### [Tareas]
(a) Según el fragmento biográfico, ¿de qué localidad procedía la madre?
(b) Prosigue el fragmento biográfico desde su última oración.

### [Fragmento biográfico]
═══

De su copiosa obra, que toca la sociología, la novela y los textos viajeros,
apenas se han reeditado Vagabundos de Castilla (1985), Paisajes de
Reconquista (2003, por el ayuntamiento de Oseja de Sajambre) y El
misterio de Aguilar y otros relatos de montaña (2006). Nació en León cuando
su padre era secretario de la Diputación. La madre procedía de Sotillos, junto
a Cistierna. Seis años después, su padre se traslada con el mismo cargo a
Palencia, cuya diputación es de rango inferior. Algún biógrafo explica esta
mudanza por la incomodidad que ocasionan sus ideas liberales en la ciudad del
Bernesga. Pero el Carrión no parece un destino más acogedor. En realidad, su
salida se deriva de la compra del palacio de los Guzmanes al conde de Peñaranda
para sede de la corporación provincial, un trámite en el que no dejó meter la
cuchara. En Palencia hizo los estudios secundarios y cursó derecho en Oviedo,
donde era alcalde su padrino Domingo Díaz-Caneja. Heredó el título pontificio
de marqués de Sajambre.

═══

[Datos de anotación por puntos]
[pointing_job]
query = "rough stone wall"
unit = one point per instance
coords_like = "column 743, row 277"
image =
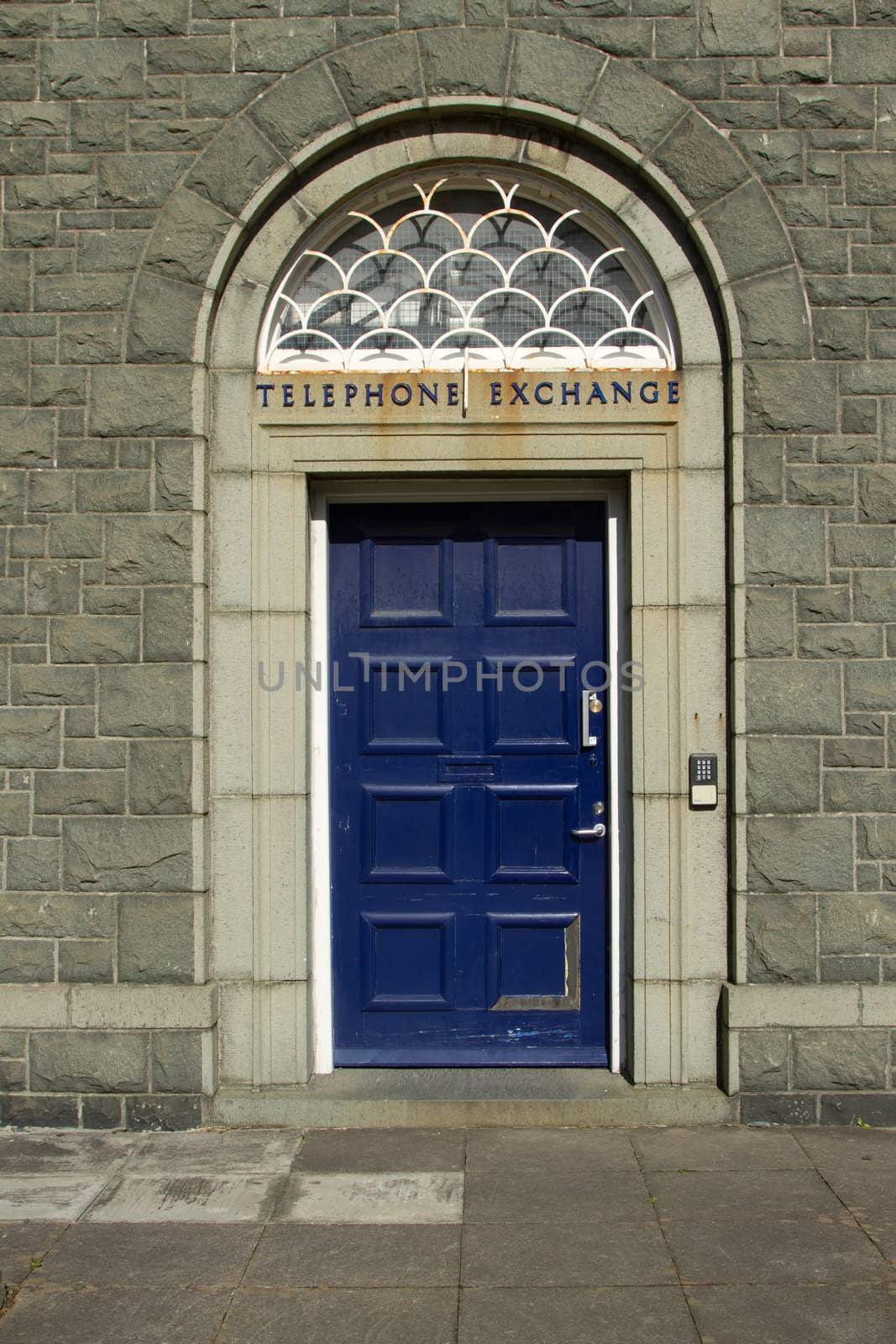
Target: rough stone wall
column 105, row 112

═══

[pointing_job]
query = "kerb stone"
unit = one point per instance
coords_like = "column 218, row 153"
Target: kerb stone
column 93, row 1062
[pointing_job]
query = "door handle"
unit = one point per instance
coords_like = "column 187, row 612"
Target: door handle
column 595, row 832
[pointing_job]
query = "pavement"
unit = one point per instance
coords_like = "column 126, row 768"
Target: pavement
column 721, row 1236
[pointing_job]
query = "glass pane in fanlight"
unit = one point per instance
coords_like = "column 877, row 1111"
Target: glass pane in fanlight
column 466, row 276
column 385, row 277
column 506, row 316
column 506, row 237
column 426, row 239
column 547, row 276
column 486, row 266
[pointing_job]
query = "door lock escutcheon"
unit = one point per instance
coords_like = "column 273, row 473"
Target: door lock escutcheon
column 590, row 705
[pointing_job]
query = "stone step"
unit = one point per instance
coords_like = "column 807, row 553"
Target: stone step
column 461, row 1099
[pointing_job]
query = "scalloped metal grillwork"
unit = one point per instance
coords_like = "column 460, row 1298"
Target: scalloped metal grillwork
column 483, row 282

═══

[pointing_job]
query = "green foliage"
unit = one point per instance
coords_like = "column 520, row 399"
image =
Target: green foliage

═══

### [Respuestas esperadas]
(a) De Sotillos, junto a Cistierna.

(b)
DE PICOS A CAMPOS
Como novelista, prendió sus
historias sentimentales más bien rutinarias del paisaje de los Picos de Europa.
A ese imán responden La cumbre (1908) y Verde y azul (1927), que
subtitula Poema de Montaña. Pero en esta novela aparece ya la Tierra de
Campos, con su seducción de horizontes abiertos y una paleta de malvas, ocres y
verdes. Se produce un enriquecimiento del macizo de la memoria, que incorpora
al turbión de los torrentes y quebradas de Sajambre los matices de la llanura. La
cumbre (1908) es su mejor novela. La acción, de una simpleza previsible y
melodramática, aparece amortiguada por el culto a la belleza de los paisajes,
que no solo se describe con minucia, sino que también se pregona con
reiteración. El escenario es el valle de Sajambre y la villa de Oseja,
abanderada por la eminencia totémica de Pica Ten, se llama Arcenorio. Verde
y azul (Espasa, 1927) reincide en el mismo marco y su anécdota resulta
igual de insignificante. Va prologada por Enrique de Mesa, que resolvió el
compromiso con los tópicos de un canto a la amistad y un poema serrano. La
protagonista es hija de un viejo lobo de mar y de una irlandesa, transita los
Picos de Europa, tienta la galerna y asoma al mar de Campos, seducida por su
joyero de casonas, palacios y polvo de historia. La novela breve Vuelve a mí
tus ojos (1934) encuentra inspiración en la música.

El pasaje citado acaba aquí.